(Entries taken from a collection)
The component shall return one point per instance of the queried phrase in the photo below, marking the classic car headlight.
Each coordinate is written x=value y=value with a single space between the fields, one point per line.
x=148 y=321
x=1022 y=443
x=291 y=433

__Description of the task__.
Reproduce every one of the records above, word for word.

__Worked answer__.
The component shall return one point per instance of the queried phrase in the photo below, marking the classic car headlight.
Each coordinate is written x=value y=value with a single space between the fields, one point per line.
x=148 y=321
x=1022 y=443
x=291 y=433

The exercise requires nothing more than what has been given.